==== GIVEN PASSAGE ====

The Aranmore Catholic College is a co-educational school for ages 7-12, located in Leederville in Perth, Western Australia.

History 

The College was founded in 1903 by the Sisters of Mercy and was originally known as Arranmore, a name taken from Arranmore Island off Ireland’s Donegal coast, with its official title being Our Lady of Perpetual Succour School.

The first Mass was said on the 27 May 1903, and in April of the next year a new church-school building was ready for use and the sisters moved to Leederville. They lived in a cottage on the corner of Marian and Shakespeare Street. The school was facing Marian Street and was situated where the main playing/recreation area is located now. The Convent and the school were very much intertwined. In the early days and during the war, 12 girls boarded at Arranmore.

A purpose-built Convent was opened on the 21 November 1933 and was known as St Mary’s Convent under the patronage of Our Lady of Perpetual Succour.

Both girls and boys attended this school from kindergarten to seventh grade, at which point the boys left to continue their education elsewhere. The girls usually continued on to the high school as it was then known.

====

■ **EXERCISE AIM**: Keep writing the Aranmore Catholic College history, starting right after its last sentence about the girls moving on to the high school.

==== RECORDS ====

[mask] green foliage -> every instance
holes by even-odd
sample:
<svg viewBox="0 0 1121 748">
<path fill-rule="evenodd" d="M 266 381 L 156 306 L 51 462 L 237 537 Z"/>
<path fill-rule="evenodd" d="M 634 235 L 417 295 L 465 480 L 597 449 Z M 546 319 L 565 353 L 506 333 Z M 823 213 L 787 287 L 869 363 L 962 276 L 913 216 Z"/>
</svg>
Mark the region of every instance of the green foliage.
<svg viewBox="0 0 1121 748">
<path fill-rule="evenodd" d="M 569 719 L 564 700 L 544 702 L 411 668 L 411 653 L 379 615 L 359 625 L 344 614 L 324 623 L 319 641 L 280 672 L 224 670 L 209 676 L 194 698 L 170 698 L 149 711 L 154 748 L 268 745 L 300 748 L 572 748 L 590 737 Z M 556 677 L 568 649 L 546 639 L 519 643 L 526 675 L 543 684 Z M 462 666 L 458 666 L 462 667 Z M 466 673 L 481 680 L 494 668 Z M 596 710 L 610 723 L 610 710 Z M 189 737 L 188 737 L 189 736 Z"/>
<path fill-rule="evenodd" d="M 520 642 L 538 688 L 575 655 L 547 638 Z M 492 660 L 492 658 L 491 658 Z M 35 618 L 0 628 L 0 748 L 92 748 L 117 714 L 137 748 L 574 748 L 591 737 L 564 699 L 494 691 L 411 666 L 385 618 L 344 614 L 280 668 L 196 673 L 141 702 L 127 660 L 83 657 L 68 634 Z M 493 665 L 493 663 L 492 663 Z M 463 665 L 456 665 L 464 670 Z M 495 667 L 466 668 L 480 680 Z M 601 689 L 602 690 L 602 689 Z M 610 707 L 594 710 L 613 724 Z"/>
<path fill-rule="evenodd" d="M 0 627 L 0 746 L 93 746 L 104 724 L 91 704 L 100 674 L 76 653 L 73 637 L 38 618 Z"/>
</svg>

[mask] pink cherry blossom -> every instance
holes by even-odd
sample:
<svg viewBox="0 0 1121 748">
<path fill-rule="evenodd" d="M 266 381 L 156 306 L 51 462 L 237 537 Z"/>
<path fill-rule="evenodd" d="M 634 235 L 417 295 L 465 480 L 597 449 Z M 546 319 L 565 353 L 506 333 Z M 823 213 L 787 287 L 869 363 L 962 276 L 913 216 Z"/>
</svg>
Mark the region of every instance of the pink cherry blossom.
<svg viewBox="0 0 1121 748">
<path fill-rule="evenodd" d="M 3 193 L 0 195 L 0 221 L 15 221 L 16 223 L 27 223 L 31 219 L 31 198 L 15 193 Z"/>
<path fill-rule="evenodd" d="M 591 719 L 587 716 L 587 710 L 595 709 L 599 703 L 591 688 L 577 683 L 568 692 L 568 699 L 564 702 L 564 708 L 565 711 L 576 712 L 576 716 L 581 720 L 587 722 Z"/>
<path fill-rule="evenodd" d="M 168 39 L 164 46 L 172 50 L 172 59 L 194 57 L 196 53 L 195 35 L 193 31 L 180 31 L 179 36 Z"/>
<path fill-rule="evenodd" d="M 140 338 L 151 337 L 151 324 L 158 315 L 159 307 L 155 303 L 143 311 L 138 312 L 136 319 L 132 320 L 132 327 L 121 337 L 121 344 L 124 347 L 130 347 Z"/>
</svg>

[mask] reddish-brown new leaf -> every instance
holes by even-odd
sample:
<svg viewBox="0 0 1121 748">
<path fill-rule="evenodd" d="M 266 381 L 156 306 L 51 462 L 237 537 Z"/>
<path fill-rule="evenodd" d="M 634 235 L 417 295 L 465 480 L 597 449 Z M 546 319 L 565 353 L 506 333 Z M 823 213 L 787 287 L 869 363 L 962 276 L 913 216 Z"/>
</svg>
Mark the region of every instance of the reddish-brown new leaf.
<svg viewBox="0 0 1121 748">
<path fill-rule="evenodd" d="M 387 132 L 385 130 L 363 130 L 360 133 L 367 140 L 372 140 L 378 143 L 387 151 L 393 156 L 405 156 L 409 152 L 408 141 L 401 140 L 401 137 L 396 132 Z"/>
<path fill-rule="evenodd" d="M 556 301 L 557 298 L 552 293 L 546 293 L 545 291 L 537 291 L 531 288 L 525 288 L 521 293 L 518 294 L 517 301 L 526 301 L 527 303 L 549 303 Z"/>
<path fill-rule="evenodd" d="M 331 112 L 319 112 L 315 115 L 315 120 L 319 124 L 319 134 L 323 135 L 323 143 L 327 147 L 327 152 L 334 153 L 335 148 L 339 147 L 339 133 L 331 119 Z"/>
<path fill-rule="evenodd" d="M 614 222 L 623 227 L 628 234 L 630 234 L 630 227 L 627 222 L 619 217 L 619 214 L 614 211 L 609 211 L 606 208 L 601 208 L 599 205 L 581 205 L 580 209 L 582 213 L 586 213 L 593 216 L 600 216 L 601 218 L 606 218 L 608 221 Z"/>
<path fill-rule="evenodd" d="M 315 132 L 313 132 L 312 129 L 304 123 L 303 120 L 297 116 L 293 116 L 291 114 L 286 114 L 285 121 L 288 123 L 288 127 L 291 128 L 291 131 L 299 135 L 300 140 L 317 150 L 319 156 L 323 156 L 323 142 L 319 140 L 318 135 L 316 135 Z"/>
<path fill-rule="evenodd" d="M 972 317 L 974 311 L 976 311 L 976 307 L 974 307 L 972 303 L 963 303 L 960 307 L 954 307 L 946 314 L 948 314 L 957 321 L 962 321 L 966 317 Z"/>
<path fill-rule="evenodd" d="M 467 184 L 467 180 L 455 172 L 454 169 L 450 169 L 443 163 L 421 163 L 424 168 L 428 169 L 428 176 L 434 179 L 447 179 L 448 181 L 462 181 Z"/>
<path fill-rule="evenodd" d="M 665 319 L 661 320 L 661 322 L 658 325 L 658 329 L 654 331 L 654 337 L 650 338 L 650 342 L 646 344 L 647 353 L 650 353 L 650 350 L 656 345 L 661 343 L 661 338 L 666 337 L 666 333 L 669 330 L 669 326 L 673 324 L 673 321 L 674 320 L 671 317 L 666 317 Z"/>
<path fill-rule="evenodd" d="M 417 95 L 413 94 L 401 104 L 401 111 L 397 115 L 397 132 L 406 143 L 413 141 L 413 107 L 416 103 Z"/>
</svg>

====

■ **TASK ANSWER**:
In 1942, Monsignor Moloney invited the Christian Brothers to come to Leederville and start a boys’ only school commencing at Grade 4 and the Brothers enrolled, in the next few years, boys from Grade 4 to Leaving Certificate.

Education on the girl’s original school site had a primary school and a high school, although all students after grade 7 went to the high school.  This really meant that the school fee at the primary school was cheaper than the fee charged at the high school and a different uniform was worn.  There was fierce competition between these two schools on the same site, particularly when it came to sports and education endeavours. This friendly rivalry continued until 1954 when a new school was built, also by Monsignor Moloney, named St Mary’s College, and catered for all students from Grade 1 to Year 12.

The first Federal Government grant to come to St Mary’s was in 1967 when Mother Edmund (Sr Joan Flynn), then Principal of St Mary’s College, received a Grant for the Science Block, situated on the corner of Marian and Shakespeare Street.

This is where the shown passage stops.